Pull out every line of the records below that contains the word "cliff" and copy those lines word for word.

Excerpts from a point labeling dataset
= = = = = = =
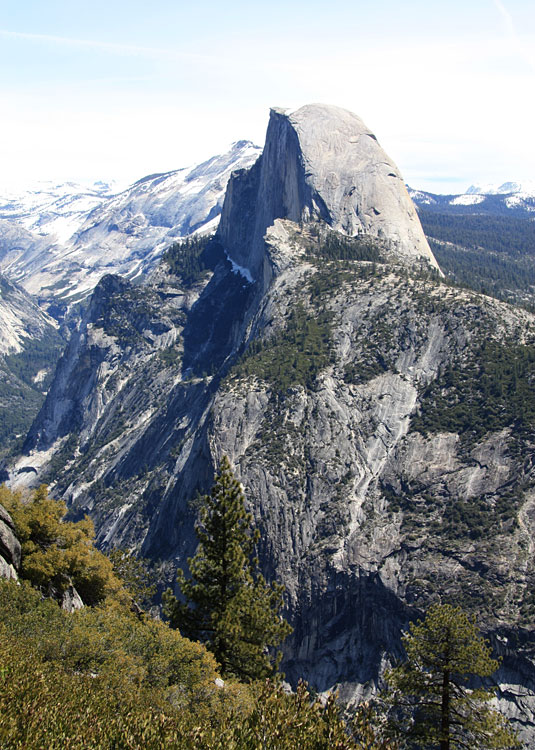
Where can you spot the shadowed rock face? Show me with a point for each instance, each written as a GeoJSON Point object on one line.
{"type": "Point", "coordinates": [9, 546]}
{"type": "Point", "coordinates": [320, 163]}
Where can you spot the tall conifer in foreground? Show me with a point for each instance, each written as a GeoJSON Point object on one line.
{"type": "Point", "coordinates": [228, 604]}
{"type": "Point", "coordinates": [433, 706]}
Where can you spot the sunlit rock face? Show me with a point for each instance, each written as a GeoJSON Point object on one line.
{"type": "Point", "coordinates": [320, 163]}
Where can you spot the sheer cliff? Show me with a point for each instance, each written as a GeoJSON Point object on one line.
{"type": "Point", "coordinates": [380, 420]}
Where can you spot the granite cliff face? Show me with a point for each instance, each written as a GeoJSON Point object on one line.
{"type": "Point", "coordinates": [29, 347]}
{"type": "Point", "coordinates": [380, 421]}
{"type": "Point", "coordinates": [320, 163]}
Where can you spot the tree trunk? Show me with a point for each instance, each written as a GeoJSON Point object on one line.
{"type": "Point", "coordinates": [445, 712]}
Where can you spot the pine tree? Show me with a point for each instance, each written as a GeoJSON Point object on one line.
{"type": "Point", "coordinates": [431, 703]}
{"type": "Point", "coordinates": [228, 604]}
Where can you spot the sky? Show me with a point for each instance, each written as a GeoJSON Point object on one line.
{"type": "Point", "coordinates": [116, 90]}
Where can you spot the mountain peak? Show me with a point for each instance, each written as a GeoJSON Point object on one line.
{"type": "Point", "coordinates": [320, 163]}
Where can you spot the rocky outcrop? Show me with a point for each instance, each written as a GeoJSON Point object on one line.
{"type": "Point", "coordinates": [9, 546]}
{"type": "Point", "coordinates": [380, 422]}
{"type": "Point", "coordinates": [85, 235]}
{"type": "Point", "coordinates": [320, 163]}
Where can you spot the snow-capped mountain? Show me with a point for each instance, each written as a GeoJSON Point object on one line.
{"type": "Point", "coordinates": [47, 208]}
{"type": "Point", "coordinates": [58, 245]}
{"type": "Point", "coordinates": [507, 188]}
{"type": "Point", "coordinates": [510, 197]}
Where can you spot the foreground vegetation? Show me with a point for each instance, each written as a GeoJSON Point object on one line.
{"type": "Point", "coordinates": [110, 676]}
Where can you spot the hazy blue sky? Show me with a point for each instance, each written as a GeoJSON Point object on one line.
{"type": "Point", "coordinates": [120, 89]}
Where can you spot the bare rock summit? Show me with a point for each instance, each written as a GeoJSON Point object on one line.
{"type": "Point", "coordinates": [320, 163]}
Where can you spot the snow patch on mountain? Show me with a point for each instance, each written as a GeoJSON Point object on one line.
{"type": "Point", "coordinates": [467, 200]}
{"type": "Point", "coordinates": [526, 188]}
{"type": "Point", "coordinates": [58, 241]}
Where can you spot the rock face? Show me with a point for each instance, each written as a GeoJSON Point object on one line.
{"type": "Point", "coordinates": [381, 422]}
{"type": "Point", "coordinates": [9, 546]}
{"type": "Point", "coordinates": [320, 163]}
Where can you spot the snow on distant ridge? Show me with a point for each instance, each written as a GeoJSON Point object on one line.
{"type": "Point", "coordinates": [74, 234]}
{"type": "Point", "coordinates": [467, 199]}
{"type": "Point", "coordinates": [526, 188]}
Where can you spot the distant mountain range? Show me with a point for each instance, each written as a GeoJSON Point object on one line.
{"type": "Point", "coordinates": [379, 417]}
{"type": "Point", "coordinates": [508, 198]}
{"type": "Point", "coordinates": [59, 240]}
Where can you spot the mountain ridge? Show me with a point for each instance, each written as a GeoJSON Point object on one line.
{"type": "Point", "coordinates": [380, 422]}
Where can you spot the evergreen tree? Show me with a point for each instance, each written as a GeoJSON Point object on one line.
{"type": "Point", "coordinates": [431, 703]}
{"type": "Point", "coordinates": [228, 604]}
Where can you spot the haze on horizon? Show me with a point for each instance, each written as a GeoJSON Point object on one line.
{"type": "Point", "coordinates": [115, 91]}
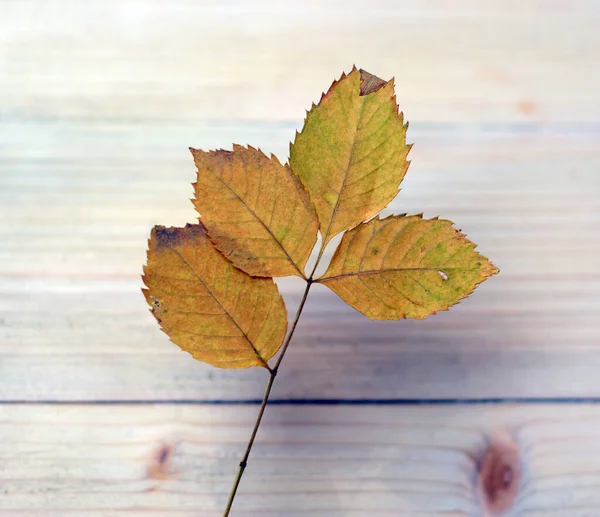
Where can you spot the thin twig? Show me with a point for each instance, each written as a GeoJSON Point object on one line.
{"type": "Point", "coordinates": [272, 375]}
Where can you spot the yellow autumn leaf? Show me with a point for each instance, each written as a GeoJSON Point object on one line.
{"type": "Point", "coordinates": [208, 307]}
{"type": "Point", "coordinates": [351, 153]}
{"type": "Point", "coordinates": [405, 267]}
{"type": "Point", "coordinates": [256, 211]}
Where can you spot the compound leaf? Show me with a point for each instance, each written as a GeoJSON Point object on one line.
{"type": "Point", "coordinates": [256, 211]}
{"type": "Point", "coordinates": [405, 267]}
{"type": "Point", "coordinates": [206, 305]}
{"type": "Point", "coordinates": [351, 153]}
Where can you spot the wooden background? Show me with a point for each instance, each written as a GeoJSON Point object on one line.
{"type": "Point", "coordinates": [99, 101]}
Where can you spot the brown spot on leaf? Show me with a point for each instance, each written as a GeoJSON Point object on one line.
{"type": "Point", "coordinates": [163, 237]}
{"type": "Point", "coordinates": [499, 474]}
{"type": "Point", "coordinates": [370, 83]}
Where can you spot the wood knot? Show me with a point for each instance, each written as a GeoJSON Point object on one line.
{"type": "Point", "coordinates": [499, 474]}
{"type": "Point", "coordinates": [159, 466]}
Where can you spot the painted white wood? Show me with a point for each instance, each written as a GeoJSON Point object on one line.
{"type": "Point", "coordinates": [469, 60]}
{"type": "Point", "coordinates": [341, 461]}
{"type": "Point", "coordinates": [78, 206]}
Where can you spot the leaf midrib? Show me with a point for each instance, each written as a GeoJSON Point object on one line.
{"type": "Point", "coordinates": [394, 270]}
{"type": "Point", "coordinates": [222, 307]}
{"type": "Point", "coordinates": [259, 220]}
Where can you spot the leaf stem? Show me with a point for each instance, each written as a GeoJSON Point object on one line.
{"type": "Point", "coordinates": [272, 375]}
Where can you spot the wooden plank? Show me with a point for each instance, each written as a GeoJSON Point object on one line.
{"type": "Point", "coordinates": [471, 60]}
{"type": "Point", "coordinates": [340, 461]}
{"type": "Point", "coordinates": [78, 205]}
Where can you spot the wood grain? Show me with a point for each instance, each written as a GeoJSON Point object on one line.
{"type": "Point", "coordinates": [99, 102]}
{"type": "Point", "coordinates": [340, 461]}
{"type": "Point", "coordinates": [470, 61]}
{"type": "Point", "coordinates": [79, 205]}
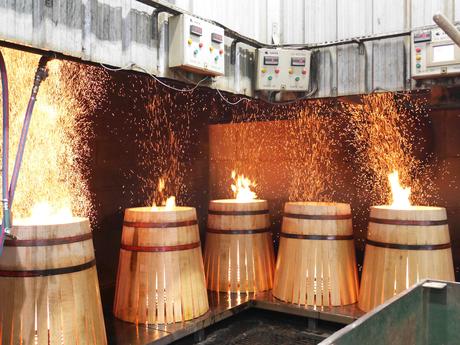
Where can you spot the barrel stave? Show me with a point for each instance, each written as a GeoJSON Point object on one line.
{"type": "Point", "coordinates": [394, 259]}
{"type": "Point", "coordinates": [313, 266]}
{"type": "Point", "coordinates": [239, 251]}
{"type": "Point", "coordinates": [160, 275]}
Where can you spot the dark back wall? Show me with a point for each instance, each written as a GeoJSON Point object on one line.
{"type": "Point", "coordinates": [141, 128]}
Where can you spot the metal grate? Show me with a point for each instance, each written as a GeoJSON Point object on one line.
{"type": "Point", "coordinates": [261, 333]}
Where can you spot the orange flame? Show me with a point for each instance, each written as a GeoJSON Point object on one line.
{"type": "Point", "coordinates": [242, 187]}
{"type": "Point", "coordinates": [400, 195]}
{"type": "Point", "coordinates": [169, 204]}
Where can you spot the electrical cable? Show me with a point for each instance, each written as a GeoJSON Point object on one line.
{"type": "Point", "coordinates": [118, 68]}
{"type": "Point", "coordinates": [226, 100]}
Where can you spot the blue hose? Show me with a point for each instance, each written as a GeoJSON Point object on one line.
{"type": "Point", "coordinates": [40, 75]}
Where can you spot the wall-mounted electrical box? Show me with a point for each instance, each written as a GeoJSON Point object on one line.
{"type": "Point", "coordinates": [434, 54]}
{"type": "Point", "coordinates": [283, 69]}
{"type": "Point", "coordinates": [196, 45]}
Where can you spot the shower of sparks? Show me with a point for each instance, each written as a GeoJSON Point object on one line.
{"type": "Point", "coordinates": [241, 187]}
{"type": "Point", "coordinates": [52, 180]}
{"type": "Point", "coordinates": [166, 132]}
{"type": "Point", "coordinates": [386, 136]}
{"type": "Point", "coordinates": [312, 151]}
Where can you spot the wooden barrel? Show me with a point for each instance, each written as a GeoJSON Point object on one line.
= = = = = = =
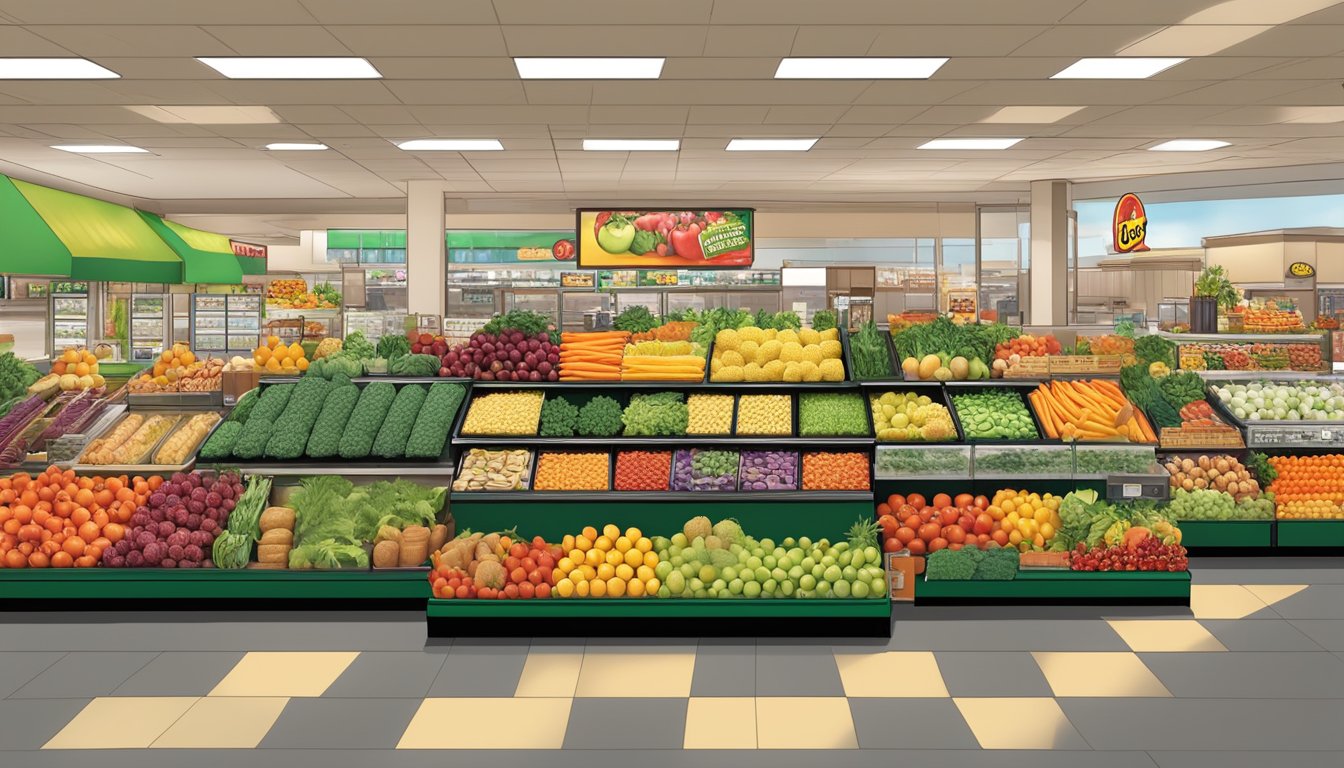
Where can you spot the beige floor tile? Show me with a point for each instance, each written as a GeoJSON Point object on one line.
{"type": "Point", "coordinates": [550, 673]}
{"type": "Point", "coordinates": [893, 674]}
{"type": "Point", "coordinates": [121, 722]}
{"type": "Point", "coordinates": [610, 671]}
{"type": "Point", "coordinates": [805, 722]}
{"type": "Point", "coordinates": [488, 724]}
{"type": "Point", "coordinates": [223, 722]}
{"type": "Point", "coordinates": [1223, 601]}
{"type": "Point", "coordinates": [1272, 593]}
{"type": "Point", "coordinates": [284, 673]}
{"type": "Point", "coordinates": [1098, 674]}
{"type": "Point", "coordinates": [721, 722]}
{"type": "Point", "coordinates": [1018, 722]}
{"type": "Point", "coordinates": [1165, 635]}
= = = = = = =
__Expected output__.
Where can you spot the sheer cliff? Show me with a point for each instance, each written as a GeoJSON Point object on one line.
Where can you spot the granite cliff face? Show me with a point for each instance, each written as a GeoJSON Point object on one line.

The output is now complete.